**Available data**
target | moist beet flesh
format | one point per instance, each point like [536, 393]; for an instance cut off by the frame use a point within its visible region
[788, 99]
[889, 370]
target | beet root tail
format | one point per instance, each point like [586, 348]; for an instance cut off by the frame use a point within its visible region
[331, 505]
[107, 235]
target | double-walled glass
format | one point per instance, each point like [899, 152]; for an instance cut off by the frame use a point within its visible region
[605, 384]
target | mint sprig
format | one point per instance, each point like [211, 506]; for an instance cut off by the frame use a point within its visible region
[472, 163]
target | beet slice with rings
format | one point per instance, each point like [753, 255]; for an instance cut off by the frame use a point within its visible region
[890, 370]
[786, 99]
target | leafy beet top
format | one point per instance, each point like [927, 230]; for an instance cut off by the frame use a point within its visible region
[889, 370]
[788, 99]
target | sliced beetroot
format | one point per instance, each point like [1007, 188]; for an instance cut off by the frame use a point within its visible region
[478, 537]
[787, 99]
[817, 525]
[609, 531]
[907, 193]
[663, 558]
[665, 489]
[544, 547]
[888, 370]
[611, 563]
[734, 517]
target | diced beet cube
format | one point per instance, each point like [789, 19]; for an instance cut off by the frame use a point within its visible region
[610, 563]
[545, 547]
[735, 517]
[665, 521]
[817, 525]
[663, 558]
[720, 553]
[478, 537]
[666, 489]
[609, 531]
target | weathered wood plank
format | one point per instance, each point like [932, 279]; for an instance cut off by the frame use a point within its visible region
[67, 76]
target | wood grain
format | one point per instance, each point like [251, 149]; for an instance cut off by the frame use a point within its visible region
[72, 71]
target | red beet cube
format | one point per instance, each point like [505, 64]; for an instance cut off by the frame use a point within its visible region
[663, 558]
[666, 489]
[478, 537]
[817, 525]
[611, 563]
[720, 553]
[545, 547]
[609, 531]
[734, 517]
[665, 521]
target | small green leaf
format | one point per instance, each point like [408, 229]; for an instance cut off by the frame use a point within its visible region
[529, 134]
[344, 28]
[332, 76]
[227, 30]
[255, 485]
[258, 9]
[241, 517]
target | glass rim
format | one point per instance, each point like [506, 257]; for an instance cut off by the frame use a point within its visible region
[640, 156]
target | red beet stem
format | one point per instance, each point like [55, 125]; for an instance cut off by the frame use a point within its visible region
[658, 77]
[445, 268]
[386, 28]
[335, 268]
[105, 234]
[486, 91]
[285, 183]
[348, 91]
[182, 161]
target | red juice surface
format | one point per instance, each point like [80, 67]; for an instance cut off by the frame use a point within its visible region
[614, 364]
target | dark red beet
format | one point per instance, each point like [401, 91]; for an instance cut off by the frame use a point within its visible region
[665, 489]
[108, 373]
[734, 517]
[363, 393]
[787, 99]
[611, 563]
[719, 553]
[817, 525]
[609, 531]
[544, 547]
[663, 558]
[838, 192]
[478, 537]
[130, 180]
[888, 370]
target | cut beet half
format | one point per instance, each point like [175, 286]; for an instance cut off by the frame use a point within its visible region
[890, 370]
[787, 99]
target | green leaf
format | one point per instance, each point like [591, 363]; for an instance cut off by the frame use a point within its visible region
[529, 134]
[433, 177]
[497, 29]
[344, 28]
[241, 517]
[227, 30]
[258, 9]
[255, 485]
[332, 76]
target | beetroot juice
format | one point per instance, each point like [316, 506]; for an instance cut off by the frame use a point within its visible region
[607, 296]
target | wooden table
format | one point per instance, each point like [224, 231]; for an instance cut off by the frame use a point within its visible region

**Your instructions**
Retype the data. Every line must match the original exactly.

**Exercise output**
target | moist beet flesh
format | one point per instance, each point like [536, 393]; for an instance cut off by the frame use a point within its visible region
[788, 99]
[889, 370]
target | beet root tail
format | one point per instance, each point like [586, 348]; for an instance cut off by the frame use a point within its visible region
[331, 505]
[107, 235]
target | double-walled glass
format | one point per instance, each point like [899, 152]; for an instance cut off by the frame use a point within its visible region
[605, 384]
target | mint sprig
format | one point per instance, each point like [211, 506]; for an instance cut off by the frame use a point within its visible region
[472, 163]
target | beet slice with rings
format | one point per instance, each point like [753, 255]; for an instance cut off by the frame use a point within its visible region
[890, 370]
[786, 99]
target | leafy beet top
format | one point per instance, each point like [927, 230]; for an instance cut off by the frame use a point within its visible region
[889, 370]
[788, 99]
target | sliced beetroot
format | one point per instance, each point like [1007, 188]; for an instance cut off by the frame use a point within its visible region
[478, 537]
[787, 99]
[817, 525]
[609, 531]
[907, 193]
[663, 558]
[665, 489]
[544, 547]
[888, 370]
[611, 563]
[734, 517]
target | diced beet cube
format | one point per instance, each point like [789, 19]; for an instance cut off by the frame use a point within its visible region
[610, 563]
[545, 547]
[735, 517]
[665, 521]
[817, 525]
[663, 558]
[720, 553]
[478, 537]
[666, 489]
[609, 531]
target | weathered wood plank
format | one point per instance, each point like [932, 279]; for an instance cut off by the frame use a point within its visible region
[67, 76]
target | wood grain
format | one point per instance, each point like [251, 149]; for an instance cut off by the frame use a point within its visible region
[72, 71]
target | red beet cube
format | one point per instance, each point like [505, 64]; for an instance cut off by the frame use a point within its visible region
[663, 558]
[666, 489]
[478, 537]
[817, 525]
[611, 563]
[720, 553]
[545, 547]
[609, 531]
[734, 517]
[665, 521]
target | small green leaf
format | one point per instance, each point like [408, 229]; for an instance cut off by the frame use a point within its visible region
[529, 134]
[344, 28]
[332, 76]
[227, 30]
[255, 485]
[258, 9]
[241, 517]
target | glass rim
format | one point per instance, each point like [506, 257]; for an instance cut off by the frame use a point within its visible region
[640, 156]
target | red beet stem
format | one point per instance, each point like [55, 125]; for an instance cut off by the frame use a point within its visible region
[658, 77]
[445, 268]
[386, 28]
[335, 268]
[105, 234]
[486, 91]
[285, 183]
[348, 91]
[182, 161]
target | red juice surface
format | one point per instance, each point like [80, 67]; for an instance cut off by the frame use a point within its visible region
[614, 364]
target | dark red beet
format | one point per instance, each point like [401, 91]; for an instance cut off by the frame use a point within its visible region
[665, 489]
[108, 373]
[734, 517]
[363, 393]
[787, 99]
[611, 563]
[719, 553]
[817, 525]
[609, 531]
[544, 547]
[663, 558]
[838, 192]
[478, 537]
[130, 180]
[888, 370]
target | cut beet half
format | one point per instance, each point like [175, 286]; for an instance cut off by the frame use a point within its visible region
[890, 370]
[787, 99]
target | green leaf
format | one point per instance, each point like [591, 363]; for an instance cut off by the frame use a point within its visible region
[529, 134]
[433, 177]
[497, 29]
[344, 28]
[241, 517]
[227, 30]
[258, 9]
[255, 485]
[332, 76]
target | beetroot juice
format | one point per instance, each point like [316, 506]; for an instance cut off by the frame use a point within its visible region
[607, 296]
target | wooden table
format | one point per instance, each point like [224, 231]; for an instance cut off by the frame use a point within its visible region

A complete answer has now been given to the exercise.